▶ _Extract provided_
● ● ●

The latest Economic Outlook published early in June this year by the OECD reported that unit profits made up a greater share of price increase than the unit labour costs during the pandemic. The report further adds that the employee share of national income remains near-historical lows with profit share near-high. Overall businesses have been the big beneficiaries of inflation so far.
Another report published by the IMF (June 26) clearly expressed the view that corporate profits have been the biggest contributor to inflation in Europe since 2021. The IMF report made the point that "rising corporate profits were the largest contributor to Europe's inflation over the past two years as companies increased prices by more than the spiking costs of imported energy".
But there are other problems that need serious attention at this point in time ranging from cost of living crisis, deglobalisation, aging population, climate change to many other related issues including tighter global financial costs that could worsen debt distress of many developing countries. There is now great a likelihood of recession this year led by declining consumer spendings, investment in residential and commercial buildings and an inventory drawdown.

● ● ●

▶ _Given records_
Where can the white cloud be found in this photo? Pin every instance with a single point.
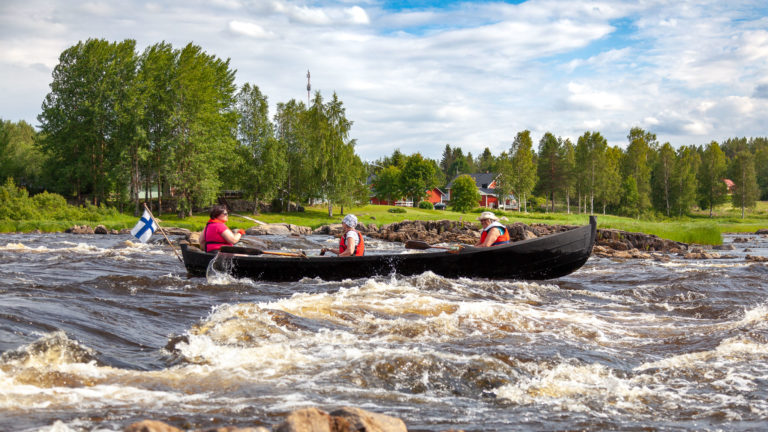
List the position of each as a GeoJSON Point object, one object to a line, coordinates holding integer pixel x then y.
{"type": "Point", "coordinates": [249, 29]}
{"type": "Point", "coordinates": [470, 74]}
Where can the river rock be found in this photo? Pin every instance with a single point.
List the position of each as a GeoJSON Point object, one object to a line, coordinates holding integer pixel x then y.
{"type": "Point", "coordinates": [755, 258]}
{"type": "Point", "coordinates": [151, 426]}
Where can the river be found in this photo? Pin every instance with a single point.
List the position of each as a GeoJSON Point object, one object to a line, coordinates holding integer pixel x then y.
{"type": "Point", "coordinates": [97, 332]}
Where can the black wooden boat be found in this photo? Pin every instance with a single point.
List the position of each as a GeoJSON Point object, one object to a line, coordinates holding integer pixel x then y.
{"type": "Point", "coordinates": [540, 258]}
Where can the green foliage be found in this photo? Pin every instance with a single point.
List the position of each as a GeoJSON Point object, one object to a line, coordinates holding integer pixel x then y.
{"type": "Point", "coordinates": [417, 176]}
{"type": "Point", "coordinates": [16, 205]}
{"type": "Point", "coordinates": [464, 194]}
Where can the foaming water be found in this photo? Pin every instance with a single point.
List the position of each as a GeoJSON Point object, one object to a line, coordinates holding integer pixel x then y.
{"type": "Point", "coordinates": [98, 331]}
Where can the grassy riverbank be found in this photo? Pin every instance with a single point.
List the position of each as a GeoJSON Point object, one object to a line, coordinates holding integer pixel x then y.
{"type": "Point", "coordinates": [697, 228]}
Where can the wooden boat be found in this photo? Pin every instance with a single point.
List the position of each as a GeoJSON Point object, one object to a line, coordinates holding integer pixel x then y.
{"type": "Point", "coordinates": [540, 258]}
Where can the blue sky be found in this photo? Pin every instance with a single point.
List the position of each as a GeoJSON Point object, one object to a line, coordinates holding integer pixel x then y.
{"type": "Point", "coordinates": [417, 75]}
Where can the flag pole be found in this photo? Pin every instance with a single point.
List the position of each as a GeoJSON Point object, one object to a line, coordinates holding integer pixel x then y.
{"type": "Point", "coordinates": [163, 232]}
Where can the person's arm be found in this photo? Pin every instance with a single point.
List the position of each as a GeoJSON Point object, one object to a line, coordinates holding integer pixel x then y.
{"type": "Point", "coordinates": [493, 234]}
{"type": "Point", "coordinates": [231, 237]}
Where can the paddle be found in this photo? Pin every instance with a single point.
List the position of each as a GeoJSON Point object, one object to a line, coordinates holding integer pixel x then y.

● ● ●

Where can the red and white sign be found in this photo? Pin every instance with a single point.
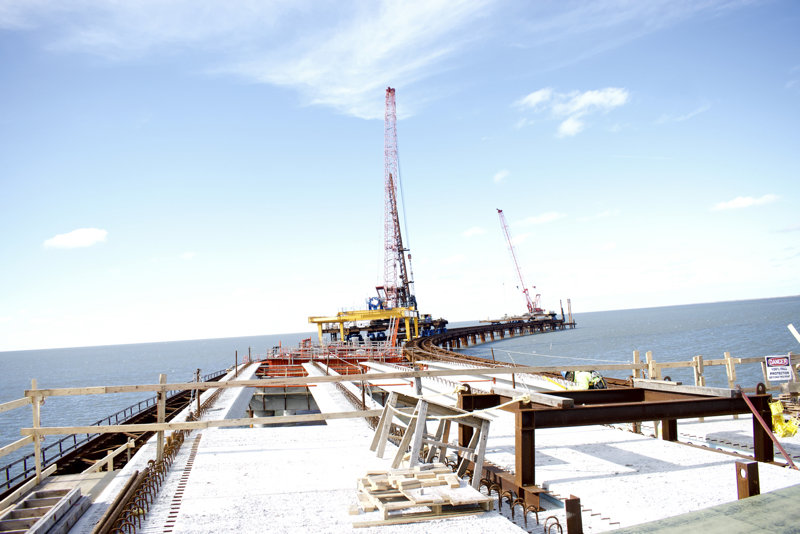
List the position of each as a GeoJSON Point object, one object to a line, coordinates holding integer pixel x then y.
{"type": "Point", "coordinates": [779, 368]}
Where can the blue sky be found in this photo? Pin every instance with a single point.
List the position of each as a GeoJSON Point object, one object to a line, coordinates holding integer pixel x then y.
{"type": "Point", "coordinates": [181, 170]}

● ● ●

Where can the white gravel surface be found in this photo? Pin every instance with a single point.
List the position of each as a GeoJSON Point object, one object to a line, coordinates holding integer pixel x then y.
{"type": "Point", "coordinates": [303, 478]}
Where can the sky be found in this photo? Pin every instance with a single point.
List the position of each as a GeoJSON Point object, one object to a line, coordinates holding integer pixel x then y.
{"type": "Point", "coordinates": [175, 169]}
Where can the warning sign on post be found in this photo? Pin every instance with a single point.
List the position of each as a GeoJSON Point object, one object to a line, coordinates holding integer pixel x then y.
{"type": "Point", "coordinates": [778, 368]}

● ● ●

▶ _Your assignment_
Please resume the passage on corporate profits and inflation after its final sentence. The listing comes from a separate source.

▶ _Response area_
While inflationary pressures are forecast to continue to ease in subsequent quarters in 2023 in developed countries, it is unlikely to happen in developing countries like Bangladesh. This is because of high exchange rate of the US dollar, falling foreign exchange reserves and delayed pass through of higher food and energy (of which Bangladesh is a net importer) prices to the rising price pressures. According to the IMF, global food crisis may persist with prices still elevated.
The current spate of inflation in Bangladesh has largely been attributed to costs transmitted by disrupted supply chains enabling large importers and domestic businesses to jack up prices far more than the transmitted increased costs notwithstanding the hoarding by domestic business syndicates adding to further supply disruptions.


The existence business syndicates (cartels) in Bangladesh clearly points to the lack of competition enabling large firms to exercise their market power to increase prices. Bangladesh responded by culling imports of non-essentials and through fiscal austerity. The former would only further add to the inflation problem by further restricting supply given that essentials and non-essential consumer good are a matter of value judgement, and the latter has always proved to be a hard nut to crack.
This clearly shows Bangladesh's vulnerability to external market shocks but more importantly, taking advantage of these shocks excessive price increases by cartelised businesses in Bangladesh significantly contributed to increased profit margins, thus fuelling inflation. In fact, a very large portion of increased profits earned by Bangladeshi firms is economic rent. This is symptomatic of the economy where competition is arguably not as strong as it should be.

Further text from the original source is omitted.